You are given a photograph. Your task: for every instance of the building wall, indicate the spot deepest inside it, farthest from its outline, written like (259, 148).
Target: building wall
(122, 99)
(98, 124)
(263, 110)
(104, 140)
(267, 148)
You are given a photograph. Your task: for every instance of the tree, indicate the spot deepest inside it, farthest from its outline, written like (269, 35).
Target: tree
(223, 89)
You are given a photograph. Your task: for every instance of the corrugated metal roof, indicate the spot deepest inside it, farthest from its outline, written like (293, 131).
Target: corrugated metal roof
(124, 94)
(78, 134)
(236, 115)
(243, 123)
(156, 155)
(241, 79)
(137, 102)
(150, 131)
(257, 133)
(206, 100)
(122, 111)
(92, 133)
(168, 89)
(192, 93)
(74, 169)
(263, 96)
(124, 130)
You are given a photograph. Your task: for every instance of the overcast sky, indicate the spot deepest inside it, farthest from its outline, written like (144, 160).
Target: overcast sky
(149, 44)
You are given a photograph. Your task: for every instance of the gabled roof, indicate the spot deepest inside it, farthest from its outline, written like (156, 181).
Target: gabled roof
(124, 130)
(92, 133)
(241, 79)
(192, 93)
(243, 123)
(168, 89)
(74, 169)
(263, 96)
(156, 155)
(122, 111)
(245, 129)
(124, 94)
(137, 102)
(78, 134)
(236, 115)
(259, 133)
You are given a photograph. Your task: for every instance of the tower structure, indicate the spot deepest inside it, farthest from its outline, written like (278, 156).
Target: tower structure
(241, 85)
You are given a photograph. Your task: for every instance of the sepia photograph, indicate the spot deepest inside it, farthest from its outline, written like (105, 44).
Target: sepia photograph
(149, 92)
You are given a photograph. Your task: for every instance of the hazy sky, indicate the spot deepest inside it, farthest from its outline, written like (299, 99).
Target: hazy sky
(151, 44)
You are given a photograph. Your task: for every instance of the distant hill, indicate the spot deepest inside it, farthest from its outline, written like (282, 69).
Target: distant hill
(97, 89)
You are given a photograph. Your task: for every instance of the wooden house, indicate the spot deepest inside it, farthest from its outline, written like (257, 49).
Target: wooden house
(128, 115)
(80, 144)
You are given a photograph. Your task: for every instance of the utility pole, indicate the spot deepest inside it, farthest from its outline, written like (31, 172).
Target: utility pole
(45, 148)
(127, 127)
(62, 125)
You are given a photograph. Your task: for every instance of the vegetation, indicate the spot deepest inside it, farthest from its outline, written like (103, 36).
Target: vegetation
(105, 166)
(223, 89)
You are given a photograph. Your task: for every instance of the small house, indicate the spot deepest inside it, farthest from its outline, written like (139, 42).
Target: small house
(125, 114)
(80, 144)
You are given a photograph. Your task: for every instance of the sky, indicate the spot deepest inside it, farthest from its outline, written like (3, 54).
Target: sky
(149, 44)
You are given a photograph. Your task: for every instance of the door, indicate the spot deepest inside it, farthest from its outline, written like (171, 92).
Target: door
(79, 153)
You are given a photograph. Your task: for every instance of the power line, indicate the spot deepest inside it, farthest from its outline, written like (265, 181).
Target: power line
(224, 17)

About this task | Extract the entries above verbatim.

Your solution |
You are given a photograph. Your task: for every instance of the building wall, indicate the spot deepest inside it, farthest from its outline, written like (259, 148).
Target: building wall
(122, 99)
(98, 124)
(263, 110)
(104, 140)
(267, 148)
You are given a photograph. Your task: for every instance of the tree, indicate the spot deepest inside it, farthest from its outline, written like (269, 35).
Target: tree
(223, 89)
You are given a photograph. Your task: for every instance of the corrugated metal roof, indicate the spot deepest inside it, farthest from its outline, written like (293, 131).
Target: corrugated metal roof
(124, 94)
(78, 134)
(236, 115)
(243, 123)
(156, 155)
(241, 79)
(137, 102)
(150, 131)
(257, 133)
(206, 100)
(122, 111)
(92, 133)
(168, 89)
(192, 93)
(74, 169)
(263, 96)
(124, 130)
You are given a photograph. Your task: for every instance of the overcast sky, indicate the spot deepest inside it, farthest from its outline, written like (144, 160).
Target: overcast sky
(149, 44)
You are given a photograph. Your task: for every instance of the gabled roof, indicate the spot deepest inside it, farthest from its outline, written like (156, 181).
Target: gabled roof
(124, 130)
(92, 133)
(241, 79)
(192, 93)
(243, 123)
(168, 89)
(74, 169)
(263, 96)
(156, 155)
(122, 111)
(245, 129)
(124, 94)
(137, 102)
(78, 134)
(236, 115)
(259, 133)
You are given a photograph. Your task: for every instance of the tower structure, indicate the spot deepest inside it, farthest from its outline, written like (278, 156).
Target: tower structure
(241, 85)
You are given a photograph. Your task: for every instance of the sepia photograph, indicate the spot deepest inside it, farthest from its outline, written like (105, 44).
Target: sepia photograph
(149, 92)
You are given a photograph. Your task: for every instance of the hazy sky, indicate the spot deepest inside it, farthest from its outline, written like (299, 99).
Target: hazy sky
(151, 44)
You are given a photograph. Your task: for every instance of the distant hill, indicate the spot deepest inside it, farthest from its outline, written like (282, 69).
Target: distant hill
(97, 89)
You are given a photograph. Your task: for every instance of the wooden house, indicate the spot deepest inside it, farthest from its outline, written like (257, 49).
Target: wooden house
(128, 115)
(80, 144)
You are given a photograph. Your task: for every instance of the utility pole, indicate the spot deepest inside it, farthest from its outline, written like (31, 172).
Target: utility pole
(45, 148)
(127, 127)
(62, 125)
You are given a photograph. Your task: for every instance of the vegetation, indicate the spot deepest inside it, farthest from its outline, written like (103, 36).
Target: vegetation
(105, 166)
(223, 89)
You are given a photograph. Your task: for every instance of the small house, indicate the spot deepest inside it, farthest from its outline, written like (139, 42).
Target: small house
(125, 114)
(80, 144)
You are given a photograph. Your task: for every instance of the sky, indicate the spot deepest inside it, farthest from its outline, written like (3, 54).
Target: sky
(149, 44)
You are given a photograph. Your task: for every instance of the door, indicate the spot deepest inside it, farthest from its outline, written like (171, 92).
Target: door
(79, 153)
You are given a photograph. Your task: for every instance of the power line, indicate the spot deepest inside it, farthest from its outline, written like (265, 181).
Target: power line
(224, 17)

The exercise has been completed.